The task ▸ Given the records below, would you repeat exactly the lines that begin at the one containing "Q: Pick out each instance of the black" and end at the one containing "Target: cake slice", inclusive?

Source records ▸
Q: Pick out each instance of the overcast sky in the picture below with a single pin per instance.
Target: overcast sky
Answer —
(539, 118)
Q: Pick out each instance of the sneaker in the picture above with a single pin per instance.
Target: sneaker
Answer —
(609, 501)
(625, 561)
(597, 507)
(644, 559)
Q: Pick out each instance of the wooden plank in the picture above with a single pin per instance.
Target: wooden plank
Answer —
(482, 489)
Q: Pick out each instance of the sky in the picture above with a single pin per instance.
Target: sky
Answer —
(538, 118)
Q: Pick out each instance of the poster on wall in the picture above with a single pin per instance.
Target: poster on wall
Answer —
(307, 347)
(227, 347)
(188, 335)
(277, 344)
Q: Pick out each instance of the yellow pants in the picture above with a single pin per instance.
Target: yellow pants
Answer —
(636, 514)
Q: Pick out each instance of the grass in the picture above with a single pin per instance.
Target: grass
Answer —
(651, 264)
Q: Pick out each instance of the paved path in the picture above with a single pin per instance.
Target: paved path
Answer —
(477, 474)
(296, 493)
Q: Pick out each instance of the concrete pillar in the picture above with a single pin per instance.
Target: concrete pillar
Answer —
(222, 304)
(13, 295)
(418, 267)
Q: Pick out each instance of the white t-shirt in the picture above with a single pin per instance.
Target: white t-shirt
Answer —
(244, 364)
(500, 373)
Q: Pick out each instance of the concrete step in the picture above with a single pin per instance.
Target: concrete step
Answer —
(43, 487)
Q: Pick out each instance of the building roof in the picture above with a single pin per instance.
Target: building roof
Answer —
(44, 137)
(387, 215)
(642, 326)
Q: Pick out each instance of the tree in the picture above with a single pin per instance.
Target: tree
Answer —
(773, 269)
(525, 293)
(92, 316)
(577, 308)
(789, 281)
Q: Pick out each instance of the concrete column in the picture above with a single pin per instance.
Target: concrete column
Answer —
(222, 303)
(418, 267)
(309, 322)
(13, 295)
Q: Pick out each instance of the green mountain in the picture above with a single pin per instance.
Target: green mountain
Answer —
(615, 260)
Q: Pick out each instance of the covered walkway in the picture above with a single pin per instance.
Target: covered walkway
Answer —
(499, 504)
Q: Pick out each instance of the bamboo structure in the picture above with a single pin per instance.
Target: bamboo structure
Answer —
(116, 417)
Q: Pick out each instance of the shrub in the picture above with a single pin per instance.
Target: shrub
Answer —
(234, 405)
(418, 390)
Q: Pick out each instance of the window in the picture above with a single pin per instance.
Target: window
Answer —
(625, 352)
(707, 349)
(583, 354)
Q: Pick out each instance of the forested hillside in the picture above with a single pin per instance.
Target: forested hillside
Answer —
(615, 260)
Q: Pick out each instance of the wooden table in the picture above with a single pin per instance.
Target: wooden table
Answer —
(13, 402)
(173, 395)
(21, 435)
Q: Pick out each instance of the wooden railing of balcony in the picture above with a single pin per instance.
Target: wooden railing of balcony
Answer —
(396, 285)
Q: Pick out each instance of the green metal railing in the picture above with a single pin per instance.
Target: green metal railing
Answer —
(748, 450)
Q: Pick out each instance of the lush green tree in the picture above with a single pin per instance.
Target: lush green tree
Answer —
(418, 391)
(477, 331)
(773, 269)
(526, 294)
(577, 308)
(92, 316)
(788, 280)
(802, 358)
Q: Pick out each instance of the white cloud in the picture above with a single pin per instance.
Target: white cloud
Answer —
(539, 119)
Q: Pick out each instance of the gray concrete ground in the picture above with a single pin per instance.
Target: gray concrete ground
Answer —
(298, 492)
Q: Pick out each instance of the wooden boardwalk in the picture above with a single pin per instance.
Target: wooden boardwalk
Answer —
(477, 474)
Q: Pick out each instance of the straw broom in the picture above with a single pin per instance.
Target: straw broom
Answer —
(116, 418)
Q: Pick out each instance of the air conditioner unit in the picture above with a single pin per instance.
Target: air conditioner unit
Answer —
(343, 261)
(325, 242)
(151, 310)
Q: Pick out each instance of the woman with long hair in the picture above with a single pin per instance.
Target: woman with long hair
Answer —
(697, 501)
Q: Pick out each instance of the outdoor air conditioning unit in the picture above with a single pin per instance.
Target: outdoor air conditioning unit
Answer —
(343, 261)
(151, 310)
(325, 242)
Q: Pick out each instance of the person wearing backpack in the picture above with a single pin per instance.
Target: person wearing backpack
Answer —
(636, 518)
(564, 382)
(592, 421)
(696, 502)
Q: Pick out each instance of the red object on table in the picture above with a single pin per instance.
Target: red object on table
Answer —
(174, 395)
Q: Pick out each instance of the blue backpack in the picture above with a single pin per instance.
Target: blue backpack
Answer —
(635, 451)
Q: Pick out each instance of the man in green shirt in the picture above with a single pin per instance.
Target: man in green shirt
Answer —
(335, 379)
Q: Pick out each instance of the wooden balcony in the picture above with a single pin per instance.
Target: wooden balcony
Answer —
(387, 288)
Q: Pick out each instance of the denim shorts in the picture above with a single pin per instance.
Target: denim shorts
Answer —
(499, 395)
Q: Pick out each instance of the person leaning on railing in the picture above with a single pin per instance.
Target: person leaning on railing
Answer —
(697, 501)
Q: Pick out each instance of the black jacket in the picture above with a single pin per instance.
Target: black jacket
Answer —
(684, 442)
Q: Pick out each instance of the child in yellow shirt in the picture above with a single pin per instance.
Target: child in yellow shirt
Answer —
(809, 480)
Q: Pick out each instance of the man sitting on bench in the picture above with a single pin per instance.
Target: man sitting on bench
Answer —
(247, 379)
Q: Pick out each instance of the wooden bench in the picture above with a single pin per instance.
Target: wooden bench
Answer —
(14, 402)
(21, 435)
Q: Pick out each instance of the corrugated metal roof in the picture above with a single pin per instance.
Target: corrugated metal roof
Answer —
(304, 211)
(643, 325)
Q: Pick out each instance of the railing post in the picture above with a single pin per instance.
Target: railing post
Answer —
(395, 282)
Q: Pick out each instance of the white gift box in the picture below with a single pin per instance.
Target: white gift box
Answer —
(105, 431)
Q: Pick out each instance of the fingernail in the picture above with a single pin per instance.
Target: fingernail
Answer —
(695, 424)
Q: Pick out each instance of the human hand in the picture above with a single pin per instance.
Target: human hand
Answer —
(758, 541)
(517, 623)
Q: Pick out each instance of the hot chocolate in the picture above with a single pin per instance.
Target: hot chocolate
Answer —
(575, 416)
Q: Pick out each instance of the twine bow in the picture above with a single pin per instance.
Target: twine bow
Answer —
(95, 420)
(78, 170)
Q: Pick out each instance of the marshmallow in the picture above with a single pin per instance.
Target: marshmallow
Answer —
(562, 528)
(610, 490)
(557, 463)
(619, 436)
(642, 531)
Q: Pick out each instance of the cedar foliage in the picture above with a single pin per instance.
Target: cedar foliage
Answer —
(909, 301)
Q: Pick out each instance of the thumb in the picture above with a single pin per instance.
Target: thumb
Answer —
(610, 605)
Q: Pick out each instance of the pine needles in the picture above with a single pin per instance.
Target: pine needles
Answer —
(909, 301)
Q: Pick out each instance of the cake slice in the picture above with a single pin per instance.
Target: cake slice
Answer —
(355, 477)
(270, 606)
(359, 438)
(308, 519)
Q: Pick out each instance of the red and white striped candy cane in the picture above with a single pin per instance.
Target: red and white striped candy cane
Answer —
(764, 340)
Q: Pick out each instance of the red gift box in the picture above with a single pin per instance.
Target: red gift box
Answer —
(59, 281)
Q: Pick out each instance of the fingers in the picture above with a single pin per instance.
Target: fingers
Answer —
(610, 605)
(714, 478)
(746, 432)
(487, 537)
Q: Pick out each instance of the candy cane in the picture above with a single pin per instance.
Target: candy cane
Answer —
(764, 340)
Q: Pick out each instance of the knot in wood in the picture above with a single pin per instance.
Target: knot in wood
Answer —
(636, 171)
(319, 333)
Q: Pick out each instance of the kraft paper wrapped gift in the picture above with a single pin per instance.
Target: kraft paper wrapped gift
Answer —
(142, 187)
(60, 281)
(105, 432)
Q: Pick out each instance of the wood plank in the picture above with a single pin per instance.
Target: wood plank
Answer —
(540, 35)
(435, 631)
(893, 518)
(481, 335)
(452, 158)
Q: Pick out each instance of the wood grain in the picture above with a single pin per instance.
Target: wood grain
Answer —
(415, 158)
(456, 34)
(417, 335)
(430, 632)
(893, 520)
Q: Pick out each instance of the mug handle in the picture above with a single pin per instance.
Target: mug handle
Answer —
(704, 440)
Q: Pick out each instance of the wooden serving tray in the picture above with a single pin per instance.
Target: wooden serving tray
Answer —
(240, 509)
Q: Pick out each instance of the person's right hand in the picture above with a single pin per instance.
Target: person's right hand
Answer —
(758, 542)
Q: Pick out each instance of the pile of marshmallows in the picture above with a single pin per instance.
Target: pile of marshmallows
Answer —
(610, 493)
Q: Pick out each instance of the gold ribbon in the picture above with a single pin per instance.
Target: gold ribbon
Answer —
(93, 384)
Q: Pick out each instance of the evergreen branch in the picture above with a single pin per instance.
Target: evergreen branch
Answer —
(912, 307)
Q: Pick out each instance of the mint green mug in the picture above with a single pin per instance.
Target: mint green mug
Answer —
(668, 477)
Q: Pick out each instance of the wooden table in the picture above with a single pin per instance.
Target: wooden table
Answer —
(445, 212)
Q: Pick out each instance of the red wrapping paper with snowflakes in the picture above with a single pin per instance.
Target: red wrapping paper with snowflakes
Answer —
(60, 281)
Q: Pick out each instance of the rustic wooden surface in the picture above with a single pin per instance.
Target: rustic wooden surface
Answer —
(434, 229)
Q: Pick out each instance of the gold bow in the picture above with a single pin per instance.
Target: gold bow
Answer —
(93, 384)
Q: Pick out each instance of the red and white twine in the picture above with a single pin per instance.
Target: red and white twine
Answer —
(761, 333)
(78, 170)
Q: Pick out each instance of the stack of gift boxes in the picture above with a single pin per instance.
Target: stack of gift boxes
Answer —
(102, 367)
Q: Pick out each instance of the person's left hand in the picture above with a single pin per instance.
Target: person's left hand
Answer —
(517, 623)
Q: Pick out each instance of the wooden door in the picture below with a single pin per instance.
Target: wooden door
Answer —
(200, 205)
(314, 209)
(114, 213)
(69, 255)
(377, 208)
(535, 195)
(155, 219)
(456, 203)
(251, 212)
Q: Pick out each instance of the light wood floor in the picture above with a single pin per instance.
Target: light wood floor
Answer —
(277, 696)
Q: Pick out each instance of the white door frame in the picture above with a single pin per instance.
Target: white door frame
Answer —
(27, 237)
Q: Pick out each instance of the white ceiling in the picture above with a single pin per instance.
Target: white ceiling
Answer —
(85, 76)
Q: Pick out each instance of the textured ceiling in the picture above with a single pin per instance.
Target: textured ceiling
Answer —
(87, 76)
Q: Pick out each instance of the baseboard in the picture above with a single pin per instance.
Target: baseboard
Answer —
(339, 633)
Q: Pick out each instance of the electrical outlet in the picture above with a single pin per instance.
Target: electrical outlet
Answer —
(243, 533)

Response ▸
Q: Pick out each instance of the black jacket in the picture above with a single pin per instance.
Target: black jacket
Answer —
(684, 442)
Q: Pick out each instance of the child in yellow shirt in the picture above with a single pin per instance.
Target: child in yellow shirt
Answer —
(809, 480)
Q: Pick out each instance of the man sitting on bench in the picture above with a single pin per instance.
Target: man sitting on bench
Answer —
(247, 379)
Q: Pick out each instance of the wooden bench in the picture above with a single pin per instance.
Target: wooden bench
Answer —
(14, 402)
(21, 435)
Q: Pick out each instance of the corrugated metal roof in the picture above with a single pin per instance.
Target: corrugated metal roof
Answer —
(304, 211)
(643, 325)
Q: Pick out each instance of the railing post in the picture above with a single pin per instance.
Target: railing post
Answer —
(395, 282)
Q: Pick out each instance of the white gift box in the picture below with a single pin per instance.
Target: white gift box
Answer —
(105, 431)
Q: Pick out each instance of the fingernail in the picture above with a single pin per instance.
Target: fingernail
Answer —
(695, 424)
Q: Pick out each instance of the human hand in the picture above with a single pin per instance.
Target: human hand
Answer —
(758, 541)
(517, 623)
Q: Pick out each instance of the hot chocolate in the picture above with a single pin per instance.
Target: hot chocolate
Answer —
(575, 416)
Q: Pick out each instance of the twine bow in the picture above with a single pin per instance.
Target: twine bow
Answer —
(95, 420)
(78, 170)
Q: Pick out each instance of the marshmallow in the picture above with a single pin per instance.
Target: marshmallow
Answer —
(562, 528)
(610, 490)
(557, 463)
(619, 436)
(642, 531)
Q: Pick out each instance of the cedar foliage in the picture above with a single pin per instance.
Target: cedar foliage
Answer —
(909, 301)
Q: Pick out each instance of the thumb in the picture above with a single pin per instance.
Target: thumb
Answer —
(610, 605)
Q: Pick out each instance of the pine needles in the picture above with a single pin per instance.
Target: pine needles
Answer —
(909, 301)
Q: Pick out each instance of the cake slice in the picture above with a single pin per instance.
Target: cake slice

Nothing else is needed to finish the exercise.